● Exercise requirements: Would you restate each entry word for word, omitting the pictures?

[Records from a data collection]
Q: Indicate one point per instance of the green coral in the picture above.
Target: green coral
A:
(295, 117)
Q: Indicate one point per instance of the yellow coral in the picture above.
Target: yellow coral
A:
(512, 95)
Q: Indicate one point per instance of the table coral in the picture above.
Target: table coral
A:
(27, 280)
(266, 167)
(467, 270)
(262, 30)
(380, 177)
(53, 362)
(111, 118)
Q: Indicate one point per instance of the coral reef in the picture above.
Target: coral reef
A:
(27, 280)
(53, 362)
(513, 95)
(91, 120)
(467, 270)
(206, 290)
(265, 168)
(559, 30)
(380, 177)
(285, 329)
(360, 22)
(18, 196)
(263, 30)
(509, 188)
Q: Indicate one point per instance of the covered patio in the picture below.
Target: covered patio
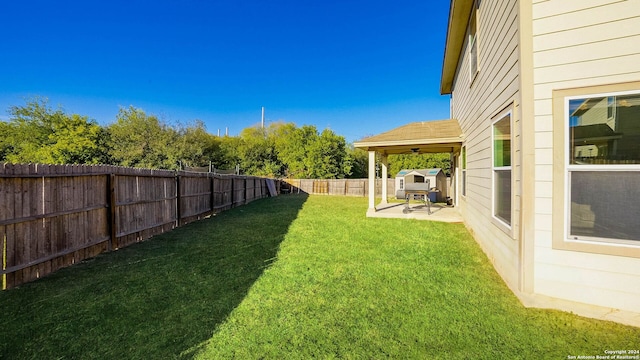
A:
(438, 136)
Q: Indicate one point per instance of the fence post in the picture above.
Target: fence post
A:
(111, 216)
(178, 201)
(233, 190)
(246, 201)
(212, 187)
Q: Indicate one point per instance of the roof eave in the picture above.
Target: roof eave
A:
(436, 141)
(459, 11)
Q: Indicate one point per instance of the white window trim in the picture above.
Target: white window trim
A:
(568, 167)
(496, 220)
(463, 172)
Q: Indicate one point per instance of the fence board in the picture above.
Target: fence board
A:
(52, 216)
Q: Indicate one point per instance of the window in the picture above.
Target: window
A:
(597, 132)
(602, 170)
(473, 41)
(463, 161)
(502, 169)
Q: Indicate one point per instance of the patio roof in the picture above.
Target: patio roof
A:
(438, 136)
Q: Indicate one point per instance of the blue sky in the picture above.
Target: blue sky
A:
(357, 67)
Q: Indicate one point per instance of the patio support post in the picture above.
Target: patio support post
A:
(385, 166)
(372, 180)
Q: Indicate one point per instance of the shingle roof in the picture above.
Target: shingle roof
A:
(423, 136)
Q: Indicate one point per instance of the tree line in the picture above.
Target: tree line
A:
(37, 133)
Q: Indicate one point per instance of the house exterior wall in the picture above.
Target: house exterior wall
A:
(476, 105)
(578, 44)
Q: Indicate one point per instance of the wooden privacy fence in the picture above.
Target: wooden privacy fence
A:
(347, 187)
(52, 216)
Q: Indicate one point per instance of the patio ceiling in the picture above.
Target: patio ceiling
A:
(438, 136)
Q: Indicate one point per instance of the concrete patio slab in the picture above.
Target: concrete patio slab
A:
(417, 210)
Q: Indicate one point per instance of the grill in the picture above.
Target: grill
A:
(420, 189)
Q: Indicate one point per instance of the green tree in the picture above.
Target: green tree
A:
(359, 161)
(196, 147)
(419, 161)
(38, 134)
(292, 146)
(258, 154)
(326, 155)
(141, 140)
(229, 153)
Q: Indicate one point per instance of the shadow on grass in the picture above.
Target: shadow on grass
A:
(157, 299)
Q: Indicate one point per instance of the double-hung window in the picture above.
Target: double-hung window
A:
(501, 138)
(463, 162)
(600, 172)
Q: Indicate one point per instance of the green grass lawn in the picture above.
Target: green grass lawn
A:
(293, 277)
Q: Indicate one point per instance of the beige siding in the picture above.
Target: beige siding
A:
(578, 44)
(476, 105)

● Task output:
Q: Indicate one point per instance of the green coral in the picture above.
Target: green coral
A:
(295, 117)
Q: Indicate one point per instance of the yellow coral in the picture above.
Target: yellow coral
A:
(512, 95)
Q: Indicate one point per instance of the table coral in the picture above.
Target: table coral
A:
(27, 280)
(266, 167)
(467, 270)
(262, 30)
(380, 177)
(53, 362)
(111, 118)
Q: Indicate one point per instance of the coral reef in the picture above.
Target: coral reef
A:
(27, 280)
(53, 362)
(513, 95)
(91, 120)
(467, 270)
(206, 290)
(265, 168)
(559, 30)
(380, 177)
(285, 329)
(360, 22)
(18, 196)
(263, 30)
(509, 188)
Q: Indicate one point per instance of the covered patio in the picture below.
Target: covered patio
A:
(438, 136)
Q: Indicate one point per instance of the fence post in the picture above.
Target: fence post
A:
(111, 216)
(178, 201)
(233, 190)
(246, 201)
(212, 187)
Q: Indicate one point per instance of the roof eave in the picture above.
Target: roof eave
A:
(436, 141)
(459, 11)
Q: Indicate one point per instance of the white window trim in the picture above.
Target: white window trim
A:
(568, 167)
(496, 220)
(463, 172)
Q: Indicate one point per instance of the fence board in the picture above.
Target: fence board
A:
(52, 216)
Q: Indicate one point per instance of the window in the picture above.
Target: window
A:
(597, 132)
(602, 170)
(473, 41)
(463, 161)
(502, 169)
Q: Indicate one point per instance of the patio roof in the picture above.
Target: patio roof
A:
(438, 136)
Q: Indicate one point per instance of the blue sky in the picture above.
Target: blue sky
A:
(357, 67)
Q: Indicate one point per instance of the patio support post in the picture above.
Target: patio support post
A:
(385, 166)
(372, 180)
Q: Indicate one point per instance of the shingle roof in the picture above.
Target: shingle roof
A:
(423, 136)
Q: Indicate one point per instance of the tree line in the picture above.
Target: tree line
A:
(37, 133)
Q: Indicate one point per instance of the house exterior wall in the picture above.
Target: house exterior wall
A:
(476, 105)
(578, 44)
Q: Indicate one point per instance of the wooden privacy fence in the picture above.
Target: wooden privacy fence
A:
(347, 187)
(52, 216)
Q: Indicate one point per instance of the patio ceiling in the picture above.
Target: patio ceiling
A:
(438, 136)
Q: Indicate one point per instance of the concrete patio slab in the picture above.
Target: concrete patio slab
A:
(417, 210)
Q: Indicate one point per instance of the grill in the picture above.
Target: grill
A:
(420, 189)
Q: Indicate one point per instance of the green tree in the picture above.
Target: green tree
A:
(359, 161)
(196, 147)
(419, 161)
(38, 134)
(292, 146)
(258, 154)
(326, 155)
(141, 140)
(229, 153)
Q: Indicate one point per instance of the shadow on grass in the picture above.
Target: shadow on grass
A:
(157, 299)
Q: Indicate one point per instance of the double-hung window in the picture above.
Target: double-hung window
A:
(501, 138)
(463, 162)
(600, 172)
Q: Indicate one point per instance of the green grass lawn in the picture above.
Target: green grass lawn
A:
(293, 277)
Q: Indicate one point per instance of the beige siding in the picture above.
Target: beige siding
A:
(578, 44)
(476, 105)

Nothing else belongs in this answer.